*Brief*. Beginning with the line containing "Note: pick out each instance of the horizontal log" and ending with the last line of the records, set down every line exactly.

(Position annotation records)
------------------------------

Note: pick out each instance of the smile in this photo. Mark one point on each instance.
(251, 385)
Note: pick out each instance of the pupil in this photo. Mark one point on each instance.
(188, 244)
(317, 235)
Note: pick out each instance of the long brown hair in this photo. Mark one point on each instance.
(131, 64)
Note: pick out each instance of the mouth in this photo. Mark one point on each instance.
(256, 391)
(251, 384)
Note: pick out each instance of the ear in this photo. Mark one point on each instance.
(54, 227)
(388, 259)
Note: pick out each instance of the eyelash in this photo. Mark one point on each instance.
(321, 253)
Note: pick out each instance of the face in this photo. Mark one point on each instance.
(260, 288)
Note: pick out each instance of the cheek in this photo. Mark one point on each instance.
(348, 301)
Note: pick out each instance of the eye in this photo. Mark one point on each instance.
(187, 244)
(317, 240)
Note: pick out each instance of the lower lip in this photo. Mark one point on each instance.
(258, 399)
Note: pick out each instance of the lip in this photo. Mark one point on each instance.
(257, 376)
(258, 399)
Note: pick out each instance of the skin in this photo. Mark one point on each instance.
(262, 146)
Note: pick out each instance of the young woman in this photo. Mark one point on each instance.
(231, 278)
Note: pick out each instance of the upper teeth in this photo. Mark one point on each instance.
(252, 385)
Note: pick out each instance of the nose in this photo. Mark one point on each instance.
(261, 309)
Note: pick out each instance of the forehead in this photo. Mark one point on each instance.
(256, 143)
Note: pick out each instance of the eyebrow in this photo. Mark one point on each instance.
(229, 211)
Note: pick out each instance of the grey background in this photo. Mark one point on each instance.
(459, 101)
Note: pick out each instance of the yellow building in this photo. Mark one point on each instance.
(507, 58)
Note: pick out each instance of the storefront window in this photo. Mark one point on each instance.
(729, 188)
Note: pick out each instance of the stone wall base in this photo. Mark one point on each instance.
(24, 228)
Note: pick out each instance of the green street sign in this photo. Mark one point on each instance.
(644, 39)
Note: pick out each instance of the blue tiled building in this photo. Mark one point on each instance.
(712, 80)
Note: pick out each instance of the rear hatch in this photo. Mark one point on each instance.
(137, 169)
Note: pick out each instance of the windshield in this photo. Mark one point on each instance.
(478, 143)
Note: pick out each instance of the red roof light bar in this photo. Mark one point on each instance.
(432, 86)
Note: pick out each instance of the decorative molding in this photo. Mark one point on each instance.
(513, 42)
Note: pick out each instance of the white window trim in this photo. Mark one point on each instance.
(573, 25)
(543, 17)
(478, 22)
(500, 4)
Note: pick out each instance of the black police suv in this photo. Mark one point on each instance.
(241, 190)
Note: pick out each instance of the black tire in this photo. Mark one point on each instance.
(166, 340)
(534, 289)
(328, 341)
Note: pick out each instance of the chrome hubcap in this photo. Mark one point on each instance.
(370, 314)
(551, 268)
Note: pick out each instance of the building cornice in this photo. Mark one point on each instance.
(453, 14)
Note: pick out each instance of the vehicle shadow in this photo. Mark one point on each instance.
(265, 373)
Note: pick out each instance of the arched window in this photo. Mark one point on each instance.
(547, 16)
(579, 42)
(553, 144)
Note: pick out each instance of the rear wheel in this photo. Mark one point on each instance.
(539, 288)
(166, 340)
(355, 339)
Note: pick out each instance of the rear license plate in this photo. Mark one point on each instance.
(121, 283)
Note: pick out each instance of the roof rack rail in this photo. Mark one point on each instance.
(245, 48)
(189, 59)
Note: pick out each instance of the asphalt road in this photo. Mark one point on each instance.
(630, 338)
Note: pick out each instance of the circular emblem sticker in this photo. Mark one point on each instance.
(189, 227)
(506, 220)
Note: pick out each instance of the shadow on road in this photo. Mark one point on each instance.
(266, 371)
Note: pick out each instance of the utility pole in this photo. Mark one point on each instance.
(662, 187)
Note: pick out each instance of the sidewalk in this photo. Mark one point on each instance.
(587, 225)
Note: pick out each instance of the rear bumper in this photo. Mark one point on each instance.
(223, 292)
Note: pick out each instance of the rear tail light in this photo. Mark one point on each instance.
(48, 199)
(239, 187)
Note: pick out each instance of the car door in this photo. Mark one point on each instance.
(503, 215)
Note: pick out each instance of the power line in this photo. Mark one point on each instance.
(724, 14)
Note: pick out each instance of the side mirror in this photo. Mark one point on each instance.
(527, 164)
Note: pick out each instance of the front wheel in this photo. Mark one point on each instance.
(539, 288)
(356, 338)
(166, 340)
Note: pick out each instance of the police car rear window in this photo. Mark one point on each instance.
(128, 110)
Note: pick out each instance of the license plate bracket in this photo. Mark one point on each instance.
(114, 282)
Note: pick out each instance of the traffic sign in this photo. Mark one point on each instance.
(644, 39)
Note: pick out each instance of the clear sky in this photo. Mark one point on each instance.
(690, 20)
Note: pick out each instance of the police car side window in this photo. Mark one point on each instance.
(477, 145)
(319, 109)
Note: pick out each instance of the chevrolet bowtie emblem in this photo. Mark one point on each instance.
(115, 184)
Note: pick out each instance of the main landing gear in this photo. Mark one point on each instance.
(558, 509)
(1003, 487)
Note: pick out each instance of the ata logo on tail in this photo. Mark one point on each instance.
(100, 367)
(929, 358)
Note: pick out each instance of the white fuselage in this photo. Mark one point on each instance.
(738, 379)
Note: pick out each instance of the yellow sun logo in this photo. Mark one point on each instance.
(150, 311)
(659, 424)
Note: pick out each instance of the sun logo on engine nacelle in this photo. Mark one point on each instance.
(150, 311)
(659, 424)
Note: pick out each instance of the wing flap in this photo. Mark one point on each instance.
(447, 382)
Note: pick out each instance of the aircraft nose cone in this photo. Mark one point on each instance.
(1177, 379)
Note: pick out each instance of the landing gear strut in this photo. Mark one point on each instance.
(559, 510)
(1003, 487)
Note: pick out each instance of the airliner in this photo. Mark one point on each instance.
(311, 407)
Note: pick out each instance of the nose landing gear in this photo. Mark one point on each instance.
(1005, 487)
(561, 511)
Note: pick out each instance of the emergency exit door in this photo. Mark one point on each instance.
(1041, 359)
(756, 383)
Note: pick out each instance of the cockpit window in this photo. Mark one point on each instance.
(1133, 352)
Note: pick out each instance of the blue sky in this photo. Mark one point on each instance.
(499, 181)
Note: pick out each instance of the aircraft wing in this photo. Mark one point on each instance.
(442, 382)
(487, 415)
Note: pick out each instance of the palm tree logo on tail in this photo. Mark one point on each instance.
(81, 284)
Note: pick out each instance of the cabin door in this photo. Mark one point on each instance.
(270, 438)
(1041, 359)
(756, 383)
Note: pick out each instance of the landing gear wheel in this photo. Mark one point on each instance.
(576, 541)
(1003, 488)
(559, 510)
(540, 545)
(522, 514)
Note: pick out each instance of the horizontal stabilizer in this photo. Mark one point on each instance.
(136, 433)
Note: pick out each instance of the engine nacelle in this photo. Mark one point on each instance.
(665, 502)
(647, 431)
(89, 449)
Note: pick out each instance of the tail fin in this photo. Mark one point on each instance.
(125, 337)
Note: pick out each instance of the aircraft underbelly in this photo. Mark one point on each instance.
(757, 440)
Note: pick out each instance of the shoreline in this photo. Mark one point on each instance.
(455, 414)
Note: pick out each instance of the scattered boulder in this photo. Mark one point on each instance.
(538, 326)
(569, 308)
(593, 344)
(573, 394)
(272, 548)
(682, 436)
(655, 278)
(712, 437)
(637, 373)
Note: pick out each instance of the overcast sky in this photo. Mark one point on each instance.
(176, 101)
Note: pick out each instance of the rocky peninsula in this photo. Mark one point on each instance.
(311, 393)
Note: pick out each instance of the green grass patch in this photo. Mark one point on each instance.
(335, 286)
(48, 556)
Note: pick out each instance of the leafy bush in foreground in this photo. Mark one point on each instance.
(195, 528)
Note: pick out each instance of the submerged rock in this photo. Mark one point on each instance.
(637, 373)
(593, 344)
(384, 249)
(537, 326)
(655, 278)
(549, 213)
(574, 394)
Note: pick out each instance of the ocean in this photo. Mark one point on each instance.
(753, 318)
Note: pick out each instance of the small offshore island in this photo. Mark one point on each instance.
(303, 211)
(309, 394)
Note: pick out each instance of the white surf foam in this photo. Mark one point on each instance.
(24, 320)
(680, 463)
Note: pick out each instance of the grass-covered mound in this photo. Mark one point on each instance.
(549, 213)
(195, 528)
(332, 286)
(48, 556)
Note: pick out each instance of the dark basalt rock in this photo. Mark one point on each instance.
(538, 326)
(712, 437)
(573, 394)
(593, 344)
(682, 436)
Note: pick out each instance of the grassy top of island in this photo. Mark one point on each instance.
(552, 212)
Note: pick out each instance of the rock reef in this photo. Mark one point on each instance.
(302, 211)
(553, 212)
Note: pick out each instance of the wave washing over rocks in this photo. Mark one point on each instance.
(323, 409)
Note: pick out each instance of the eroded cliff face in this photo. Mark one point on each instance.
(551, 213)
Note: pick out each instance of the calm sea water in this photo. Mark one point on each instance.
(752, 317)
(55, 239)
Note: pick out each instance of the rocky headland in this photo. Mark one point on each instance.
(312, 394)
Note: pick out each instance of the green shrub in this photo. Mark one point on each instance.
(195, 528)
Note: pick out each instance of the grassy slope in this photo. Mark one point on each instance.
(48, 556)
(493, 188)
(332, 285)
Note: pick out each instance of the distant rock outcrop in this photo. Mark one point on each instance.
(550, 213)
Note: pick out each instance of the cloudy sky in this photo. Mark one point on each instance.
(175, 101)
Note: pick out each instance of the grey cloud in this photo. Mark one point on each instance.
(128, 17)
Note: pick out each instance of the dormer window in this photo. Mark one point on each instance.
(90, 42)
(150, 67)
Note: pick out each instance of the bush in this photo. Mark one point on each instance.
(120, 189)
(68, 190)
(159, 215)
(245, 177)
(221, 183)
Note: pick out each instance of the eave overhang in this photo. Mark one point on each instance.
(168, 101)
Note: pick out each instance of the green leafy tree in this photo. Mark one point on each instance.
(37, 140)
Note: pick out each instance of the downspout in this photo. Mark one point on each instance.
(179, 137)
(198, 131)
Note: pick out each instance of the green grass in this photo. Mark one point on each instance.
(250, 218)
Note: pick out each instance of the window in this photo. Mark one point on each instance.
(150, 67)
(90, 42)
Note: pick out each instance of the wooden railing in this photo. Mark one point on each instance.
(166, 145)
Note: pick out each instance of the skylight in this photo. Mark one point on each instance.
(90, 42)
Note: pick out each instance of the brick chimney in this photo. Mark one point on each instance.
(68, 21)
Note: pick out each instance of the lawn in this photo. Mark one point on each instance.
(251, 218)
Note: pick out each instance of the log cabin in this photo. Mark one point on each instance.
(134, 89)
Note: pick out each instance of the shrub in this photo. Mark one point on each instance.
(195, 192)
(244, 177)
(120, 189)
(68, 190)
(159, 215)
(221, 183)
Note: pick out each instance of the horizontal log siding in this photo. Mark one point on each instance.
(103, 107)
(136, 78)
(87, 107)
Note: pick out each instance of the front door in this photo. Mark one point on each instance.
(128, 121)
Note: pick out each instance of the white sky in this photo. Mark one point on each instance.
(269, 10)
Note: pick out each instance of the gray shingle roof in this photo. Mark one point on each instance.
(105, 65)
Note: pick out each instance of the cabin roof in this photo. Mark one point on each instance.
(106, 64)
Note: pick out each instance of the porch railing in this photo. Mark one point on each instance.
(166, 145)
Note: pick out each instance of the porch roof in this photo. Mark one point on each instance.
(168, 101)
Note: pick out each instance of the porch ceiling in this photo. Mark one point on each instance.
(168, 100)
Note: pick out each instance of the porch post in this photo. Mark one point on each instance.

------------------------------

*Complete output*.
Note: pick out each instance of the horizontal log siding in this photo. Mark one point on each instance.
(103, 107)
(136, 78)
(87, 107)
Note: pick out each instance of the front door in this photo. Mark one point on each instance.
(128, 121)
Note: pick out each instance of the white sky in this photo. Mark one point on each instance.
(269, 10)
Note: pick out each instance of the gray shingle roof in this photo. Mark one point on each instance.
(105, 65)
Note: pick out each instance of the cabin roof in this photo. Mark one point on each instance.
(106, 64)
Note: pick out each instance of the porch railing in this photo. Mark one point on each instance.
(166, 145)
Note: pick out each instance of the porch roof in this photo. Mark one point on each instance.
(168, 101)
Note: pick out each instance of the porch ceiling in this photo. Mark one point on each instance.
(168, 100)
Note: pick out each instance of the porch post in this photo. Mark one point on each instance.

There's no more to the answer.